Your assignment :: Rewrite the part of the article on gene therapy for food allergies that begins at "There are as" and stops after "avoid those foods.", changing "peanuts" to "shellfish".

Document section ::
_ _ _ _
There are as many food allergies as there are things to eat. By some accounts, more than one in ten Americans is allergic to a common food, often eggs, peanuts, or fish. Despite being prevalent and often deadly, the medical standard of care for food allergies is to advise patients to simply avoid those foods.
The sheer dearth of better treatment options might have inspired David Markusic, an immunologist at Indiana University, to try something different — if he had set out to study food allergies in the first place. Markusic studies hemophilia B, but he and his collaborators recently published a paper about a gene therapy that abolishes a food allergy in mice in the journal Molecular Therapy (1).
Heomphilia B is a clotting disorder where a mutation in the gene for coagulation protein factor IX leads to bruising and bleeding. Markusic set out to develop a gene therapy that restores a functional factor IX gene. In the course of testing the therapy, however, some mice developed allergic reactions to factor IX protein that were so severe that they died within minutes of treatment. Humans with hemophilia often use enzyme replacement treatments, and three to five percent develop allergies as well.
That piqued Markusic’s curiosity. He began to wonder how he could prevent immune responses against the proteins he delivered to hemophiliac mice.
“We inadvertently found that we could prevent the factor IX allergic responses using gene therapy. Based on that, I developed an interest in seeing if we could apply this approach to treat allergies, particularly food allergies, because I thought there was a bit of an unmet need for reliable therapies in this patient population,” said Markusic.
The digestive system is constantly awash in foreign proteins in the form of food, and the immune system usually avoids attacking them (3). Markusic’s team wondered if expressing an allergenic food protein in the body would create immune tolerance for that protein that otherwise wouldn’t exist. They also specifically wanted to express that allergenic protein in the liver since the liver is home to cells that recognize native proteins and prevent the immune system from attacking them.
The researchers created mice with egg allergies by using “flaky tail mice,” a breed of mice with skin mutations that allow pathogens and allergens to more easily penetrate the body. Flaky tail mice can be made allergic to proteins by simply applying that protein, ovalbumin in this case, to their skin.
The researchers injected allergic mice with an advenovirus vector containing the gene for ovalbumin, which targeted the liver to induce tolerance. They then exposed the mice to environmental ovalbumin and measured their immune reactions.
Allergic mice that received the adenovirus treatment thrived compared to untreated mice, where the immune system went into overdrive, producing B cells, T cells, and a variety of antibodies in response to ovalbumin exposure. The average untreated mouse developed labored breathing, cyanosis around the mouth and tail, and hypothermia, symptoms of anaphylaxis. Treated mice showed barely detectable immune responses, maintained their body temperatures, and at most, experienced light itching and scratching.
Markusic and his coauthor Miguel Gonzalez-Visiedo hope that a one time or occasional injection treatment similar to what the mice received will be a better alternative to current food allergy treatments.
_ _ _ _
Data supplied ::

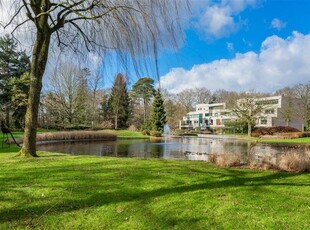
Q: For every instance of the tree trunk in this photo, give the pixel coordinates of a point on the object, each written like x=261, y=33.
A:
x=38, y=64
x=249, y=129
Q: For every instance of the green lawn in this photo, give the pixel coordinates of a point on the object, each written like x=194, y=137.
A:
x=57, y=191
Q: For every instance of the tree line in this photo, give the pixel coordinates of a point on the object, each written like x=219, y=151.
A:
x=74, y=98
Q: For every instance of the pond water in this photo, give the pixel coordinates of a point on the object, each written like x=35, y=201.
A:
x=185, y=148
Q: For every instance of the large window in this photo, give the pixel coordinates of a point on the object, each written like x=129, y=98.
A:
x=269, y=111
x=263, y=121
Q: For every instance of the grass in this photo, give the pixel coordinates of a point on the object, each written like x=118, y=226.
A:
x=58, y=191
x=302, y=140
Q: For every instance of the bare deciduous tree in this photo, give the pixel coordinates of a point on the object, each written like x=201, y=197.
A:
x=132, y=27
_ _ _ _
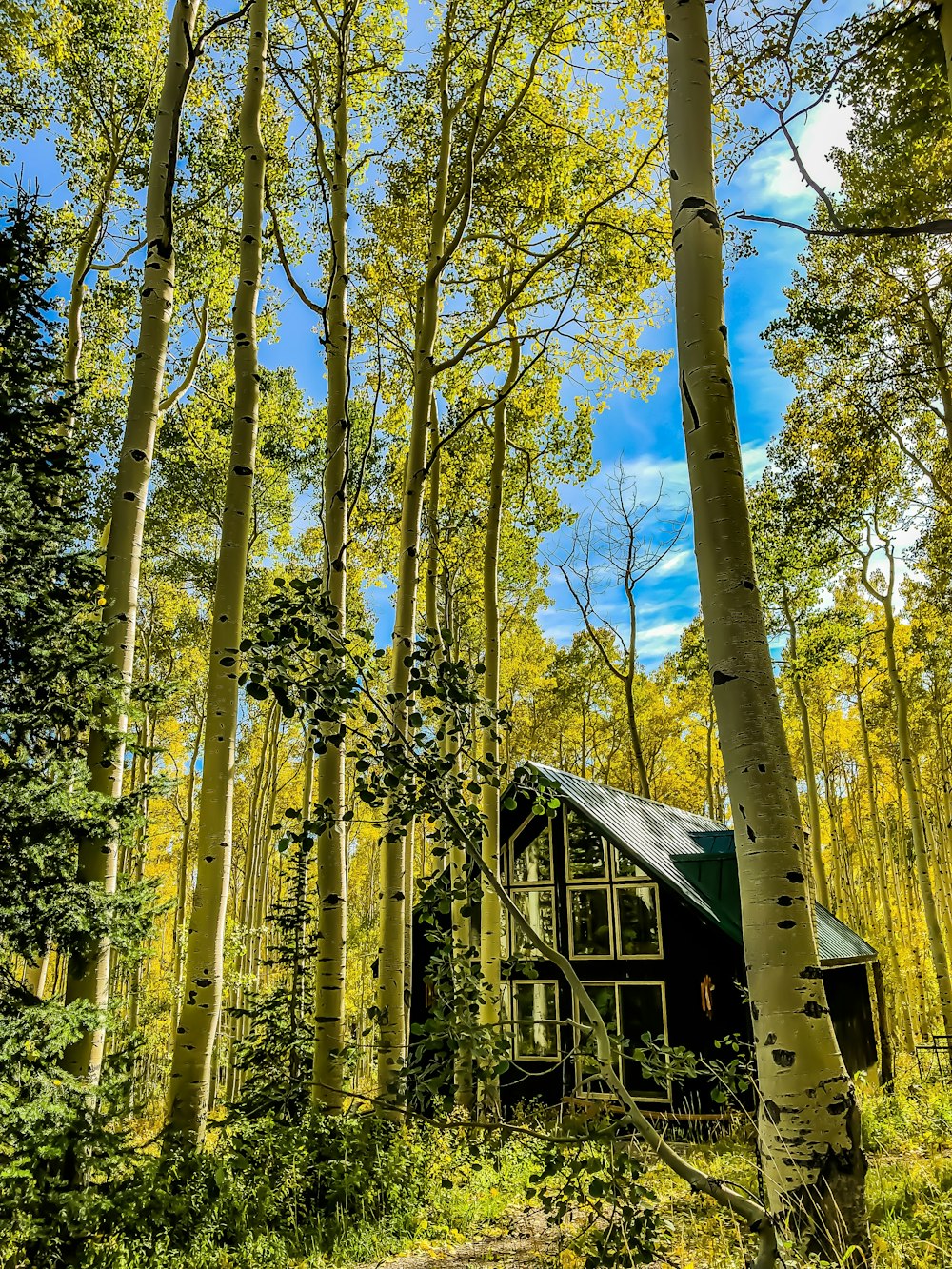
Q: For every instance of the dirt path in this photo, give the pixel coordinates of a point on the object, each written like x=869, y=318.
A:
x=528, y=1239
_ _ _ _
Task response ::
There are as many food allergies as there are things to eat. By some accounts, more than one in ten Americans is allergic to a common food, often eggs, shellfish, or fish. Despite being prevalent and often deadly, the medical standard of care for food allergies is to advise patients to simply avoid those foods.